## [SET OF TASKS]
1. List every sentence in the passage on funding innovation in academia that ends with a question mark.
2. Carry on the passage on funding innovation in academia, starting right after its final sentence.

═════ TEXT PROVIDED

On the one hand, academics are urged to be funding-agnostic, because education shouldn’t be transactional, even though it often appears that way. We have pressures to be egalitarian and provide equal opportunities to underprivileged students via scholarships and fee waivers. But with no other sources of revenue in the traditional private education model, how can we simultaneously reduce fees and also spend money to cultivate cutting-edge innovation? I remember my time as a Dean, having to balance a budget between paying high salaries to attract good teachers and providing adequate workshop infrastructure (adequate, mind you, not even cutting edge) while simultaneously ensuring that all students were treated fairly and given equal opportunities to learn by keeping fees reasonably low.  Industry doesn’t have such a burden to be egalitarian; they hire whomever they want and pay whatever the market can bear. Of course, industry does have to face the ups and downs of economic cycles, but then again so do private colleges. There are lean years in educational enrolments as well, yet we’re still required to provide the same quality education regardless. So where’s the room for innovation in this tight financial model, without other sources of funding? Where’s the angel investor for academia, especially in a country like India that has no culture of alumni fundraising?

══════════
═════ DATASET ENTRIES

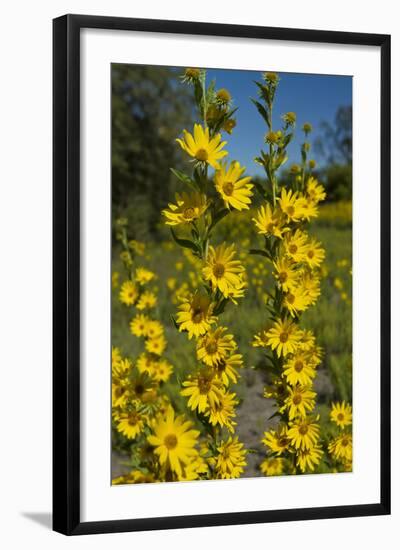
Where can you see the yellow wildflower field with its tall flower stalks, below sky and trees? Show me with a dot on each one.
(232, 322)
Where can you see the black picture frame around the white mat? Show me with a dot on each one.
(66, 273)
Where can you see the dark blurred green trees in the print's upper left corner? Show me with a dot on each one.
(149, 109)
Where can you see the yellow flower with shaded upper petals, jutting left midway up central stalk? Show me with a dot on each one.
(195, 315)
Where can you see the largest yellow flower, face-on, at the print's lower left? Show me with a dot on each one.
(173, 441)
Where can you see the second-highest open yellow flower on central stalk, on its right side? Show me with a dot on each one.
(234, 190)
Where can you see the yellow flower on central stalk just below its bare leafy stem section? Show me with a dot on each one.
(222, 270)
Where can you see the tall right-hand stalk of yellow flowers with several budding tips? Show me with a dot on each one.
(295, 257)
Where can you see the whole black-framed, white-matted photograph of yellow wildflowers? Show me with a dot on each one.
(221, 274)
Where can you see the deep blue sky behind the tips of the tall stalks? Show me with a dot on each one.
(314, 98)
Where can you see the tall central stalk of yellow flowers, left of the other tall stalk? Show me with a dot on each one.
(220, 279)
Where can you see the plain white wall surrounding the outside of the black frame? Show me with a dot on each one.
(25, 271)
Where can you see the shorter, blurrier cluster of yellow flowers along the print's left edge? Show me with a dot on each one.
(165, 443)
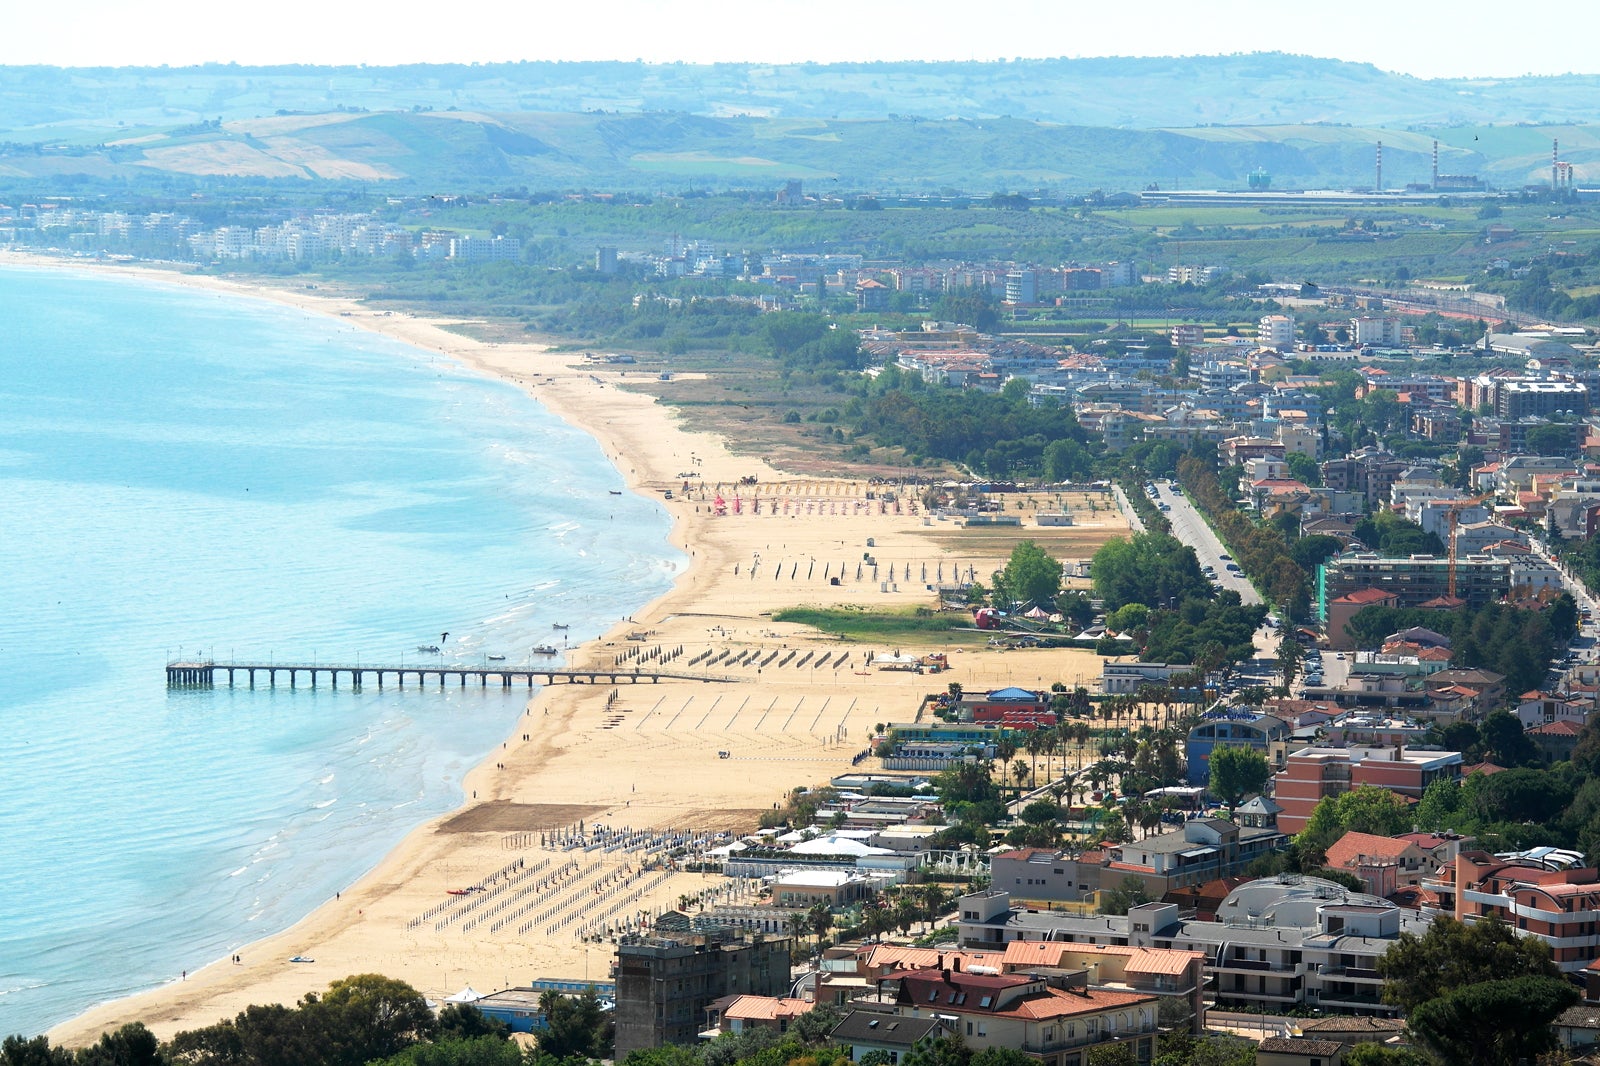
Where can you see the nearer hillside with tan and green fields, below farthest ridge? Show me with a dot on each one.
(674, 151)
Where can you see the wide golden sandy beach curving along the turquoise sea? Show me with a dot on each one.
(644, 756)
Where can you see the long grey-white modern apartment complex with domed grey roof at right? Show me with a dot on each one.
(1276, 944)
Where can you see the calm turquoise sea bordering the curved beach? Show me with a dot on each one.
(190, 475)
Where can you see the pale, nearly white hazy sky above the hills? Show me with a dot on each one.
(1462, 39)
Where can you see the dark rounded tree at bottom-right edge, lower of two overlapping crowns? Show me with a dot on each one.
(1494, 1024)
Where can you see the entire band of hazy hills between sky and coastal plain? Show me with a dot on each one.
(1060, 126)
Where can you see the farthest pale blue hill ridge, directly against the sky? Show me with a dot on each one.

══════════
═════ DATASET ENTRIES

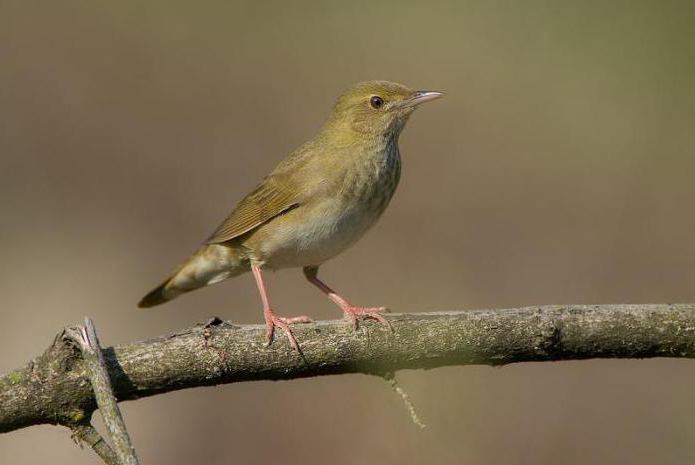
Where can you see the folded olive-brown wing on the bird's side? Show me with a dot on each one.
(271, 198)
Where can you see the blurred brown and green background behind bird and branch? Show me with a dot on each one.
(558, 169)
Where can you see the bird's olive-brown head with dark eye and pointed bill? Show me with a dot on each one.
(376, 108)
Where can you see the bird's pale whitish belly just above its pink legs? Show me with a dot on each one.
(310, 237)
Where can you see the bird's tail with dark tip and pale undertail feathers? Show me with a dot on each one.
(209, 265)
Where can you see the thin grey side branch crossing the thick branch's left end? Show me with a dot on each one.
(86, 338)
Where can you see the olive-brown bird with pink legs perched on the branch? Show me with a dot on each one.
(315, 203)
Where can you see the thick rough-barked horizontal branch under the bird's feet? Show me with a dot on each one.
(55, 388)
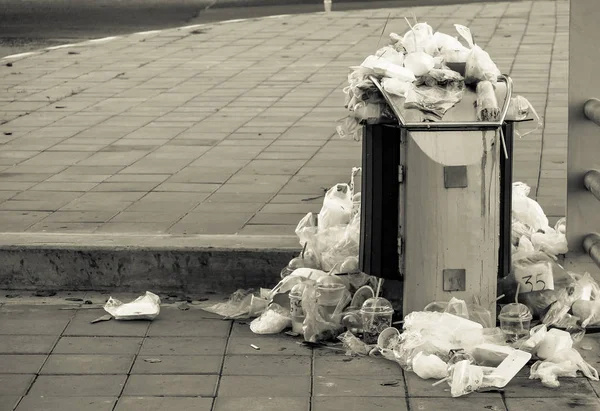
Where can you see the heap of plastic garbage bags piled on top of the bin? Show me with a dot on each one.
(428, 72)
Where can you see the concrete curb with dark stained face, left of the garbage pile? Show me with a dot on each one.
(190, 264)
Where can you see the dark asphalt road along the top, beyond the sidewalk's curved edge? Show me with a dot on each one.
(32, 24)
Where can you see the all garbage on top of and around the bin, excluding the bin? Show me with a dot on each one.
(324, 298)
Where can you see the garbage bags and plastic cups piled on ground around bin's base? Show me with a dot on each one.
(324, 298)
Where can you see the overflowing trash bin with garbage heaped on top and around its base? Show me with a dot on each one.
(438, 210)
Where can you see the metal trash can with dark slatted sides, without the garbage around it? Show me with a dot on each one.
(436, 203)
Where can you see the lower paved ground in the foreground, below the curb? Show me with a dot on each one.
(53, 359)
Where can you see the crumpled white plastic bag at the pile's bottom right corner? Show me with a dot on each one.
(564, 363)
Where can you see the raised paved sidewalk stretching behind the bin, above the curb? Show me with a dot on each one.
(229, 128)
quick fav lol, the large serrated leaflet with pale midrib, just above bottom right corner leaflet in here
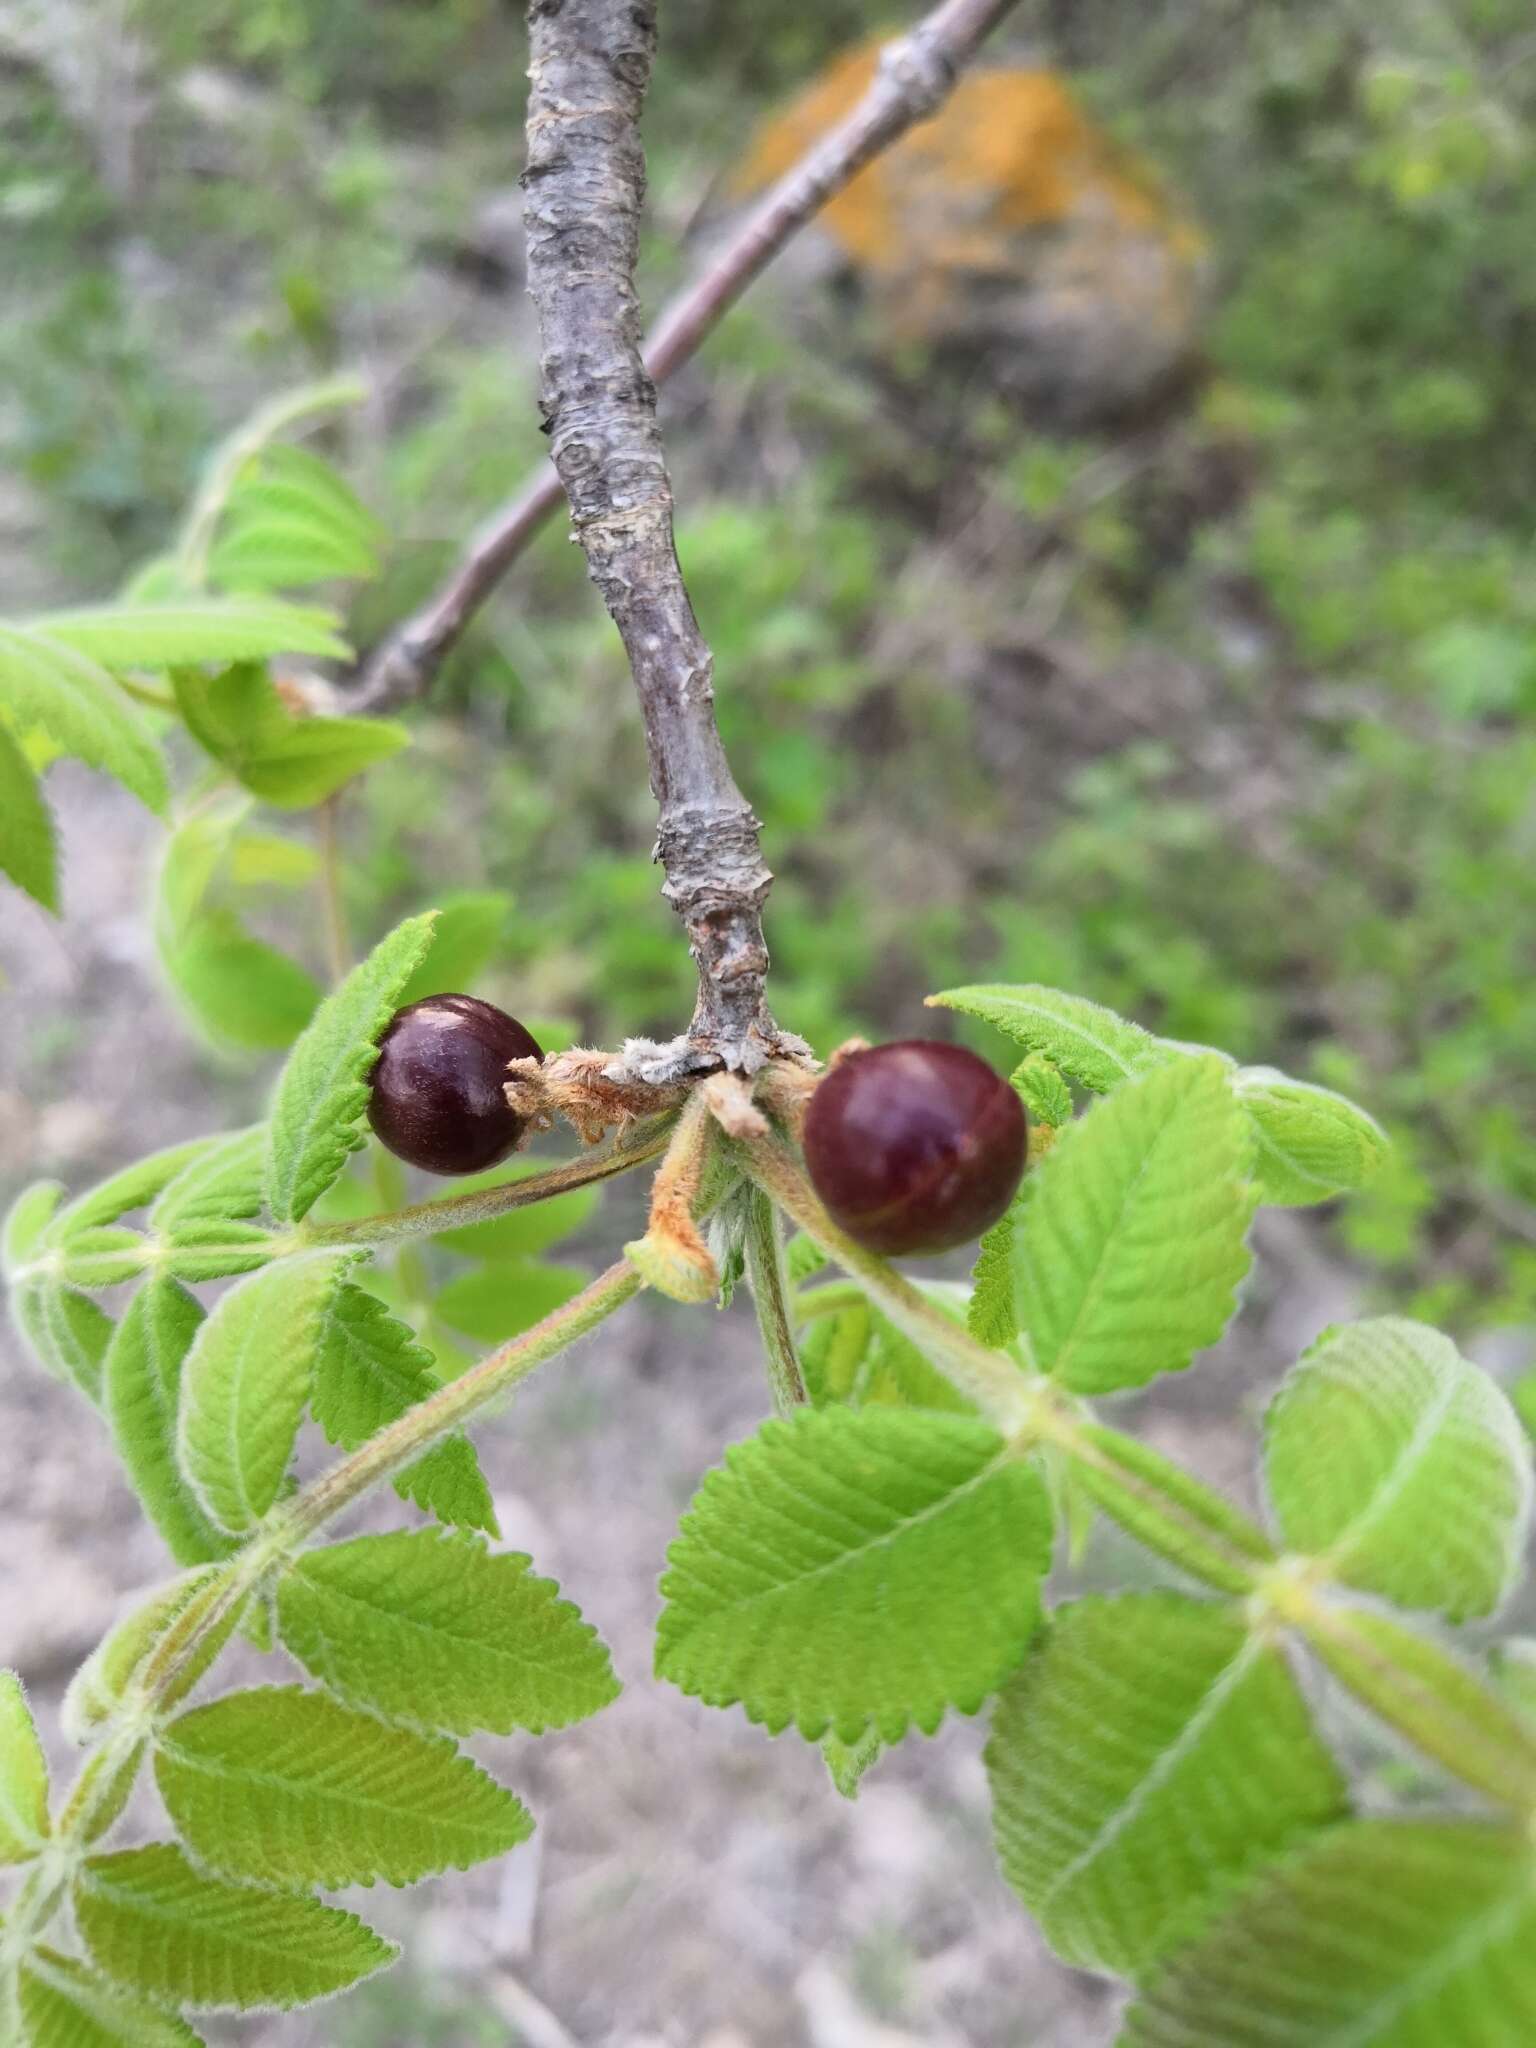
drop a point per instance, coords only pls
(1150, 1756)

══════════

## [RESPONSES BY ITEM NUMBER]
1.
1. But with no other sources of revenue in the traditional private education model, how can we simultaneously reduce fees and also spend money to cultivate cutting-edge innovation?
2. So where's the room for innovation in this tight financial model, without other sources of funding?
3. Where's the angel investor for academia, especially in a country like India that has no culture of alumni fundraising?

2.
Finally, there’s a proprietary problem. Even if colleges manage to secure investment or participation from a certain industry player, we’re bound to align with only that company because of competition clauses. If we collaborate with Pepsi, there will surely be a no-competition clause that prevents us from taking up a similar project with Coca-Cola, should the opportunity arise. If we get HP to set up a computer lab and promote it, we wouldn’t be allowed to do a similar promotion with Dell or Apple. This kind of exclusivity could potentially become more constraining than having no support at all.

What Industry Should Do

In general, I think industry could do more. I think industry needs to look at academic collaboration as an investment. If they can integrate more into academics across the board, they can reap a richer benefit than simple industry readiness which is actually a meaningless term. In particular, design has historically been an apprenticeship discipline. But now, employers expect graduates to be readymade designers or architects from the get-go. Design education will always be incomplete in that regard, and employers need to stop holding graduates up to an impossible standard. I once had an architect recruiter complain that my student didn’t know how to select proper door hardware, and I couldn’t help but wonder what kind of employee was this person actually looking to hire? When I graduated, I barely knew anything about doors, let alone door hardware. That’s what job experience is for. If, as a teacher, I have to spend my precious class time focusing on information that’s anyway likely to be obsolete by the time my students graduate, then when will I teach them what I actually think they should learn – conceptual thinking, observation, research skills, ability to reflect, eagerness to learn?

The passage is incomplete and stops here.